▶ _Your goal_
Copy out the records word for word, beginning at the line that contains "If you would be willing to indicate the tub" and continuing through the last line of the records.
────────────────
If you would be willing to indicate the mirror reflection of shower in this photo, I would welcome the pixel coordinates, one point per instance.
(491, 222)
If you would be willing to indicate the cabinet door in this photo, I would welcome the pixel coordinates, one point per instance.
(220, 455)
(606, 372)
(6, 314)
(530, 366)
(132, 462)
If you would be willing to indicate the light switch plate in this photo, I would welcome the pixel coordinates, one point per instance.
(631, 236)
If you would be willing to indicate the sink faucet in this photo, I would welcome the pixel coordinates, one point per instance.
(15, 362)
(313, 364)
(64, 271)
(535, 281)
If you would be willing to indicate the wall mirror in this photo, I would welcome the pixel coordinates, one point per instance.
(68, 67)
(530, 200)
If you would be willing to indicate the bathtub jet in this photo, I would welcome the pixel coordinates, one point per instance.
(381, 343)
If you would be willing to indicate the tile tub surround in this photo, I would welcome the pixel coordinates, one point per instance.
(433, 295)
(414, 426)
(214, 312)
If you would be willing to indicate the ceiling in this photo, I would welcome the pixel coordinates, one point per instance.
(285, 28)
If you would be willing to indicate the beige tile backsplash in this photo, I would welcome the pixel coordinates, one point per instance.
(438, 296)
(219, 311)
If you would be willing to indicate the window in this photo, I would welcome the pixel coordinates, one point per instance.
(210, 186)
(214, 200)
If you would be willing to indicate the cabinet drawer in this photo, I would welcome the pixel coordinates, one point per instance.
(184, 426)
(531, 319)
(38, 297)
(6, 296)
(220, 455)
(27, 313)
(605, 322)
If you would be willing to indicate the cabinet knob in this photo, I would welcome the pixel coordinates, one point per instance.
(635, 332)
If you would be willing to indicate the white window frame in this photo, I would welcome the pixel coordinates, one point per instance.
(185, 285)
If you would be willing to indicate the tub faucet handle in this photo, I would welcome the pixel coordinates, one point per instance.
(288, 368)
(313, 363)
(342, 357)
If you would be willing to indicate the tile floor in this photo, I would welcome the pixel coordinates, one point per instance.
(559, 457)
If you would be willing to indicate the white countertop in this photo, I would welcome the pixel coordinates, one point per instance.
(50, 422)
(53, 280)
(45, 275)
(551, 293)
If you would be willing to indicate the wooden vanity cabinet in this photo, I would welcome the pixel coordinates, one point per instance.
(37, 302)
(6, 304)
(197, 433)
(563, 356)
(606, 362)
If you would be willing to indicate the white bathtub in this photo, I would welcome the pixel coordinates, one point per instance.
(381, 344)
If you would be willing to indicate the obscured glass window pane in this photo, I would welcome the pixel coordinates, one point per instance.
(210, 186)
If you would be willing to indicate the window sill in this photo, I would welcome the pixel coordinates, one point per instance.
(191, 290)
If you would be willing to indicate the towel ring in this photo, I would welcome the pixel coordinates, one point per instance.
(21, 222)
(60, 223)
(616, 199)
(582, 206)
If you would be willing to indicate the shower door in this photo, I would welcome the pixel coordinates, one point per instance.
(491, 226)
────────────────
▶ _Output of the task_
If you would be willing to indicate the tub faucet handle in this photo, I would welcome the pixel coordinates, one point per instance.
(288, 368)
(313, 363)
(342, 357)
If you would be willing to indicate the tile floor in this photo, I would welcome the pixel coordinates, one point per instance.
(559, 457)
If you would be willing to indicate the white countertop in this photo, I would welcome the pixel coordinates, one point per instance.
(50, 422)
(53, 280)
(45, 275)
(551, 293)
If you would be willing to indicate the wooden vanity cabinet in this photo, I would welcome the pixel coordinates, one point per instance.
(37, 302)
(6, 304)
(197, 433)
(563, 356)
(606, 362)
If you would be willing to indicate the white bathtub in this photo, I would welcome the pixel coordinates, one point per instance.
(381, 344)
If you would be willing to indicate the obscured glass window pane in this photo, I would welcome the pixel coordinates, one point per instance.
(210, 186)
If you would be willing to indicate the window sill in this photo, I would welcome the pixel coordinates, one point per instance.
(191, 290)
If you would be willing to indicate the towel ring in this photo, I would welcome the pixel coordinates, one point per instance.
(21, 222)
(60, 223)
(616, 199)
(582, 206)
If you would be willing to indicate the shower door in this photo, I would welcome the pixel coordinates, one point per instance.
(491, 226)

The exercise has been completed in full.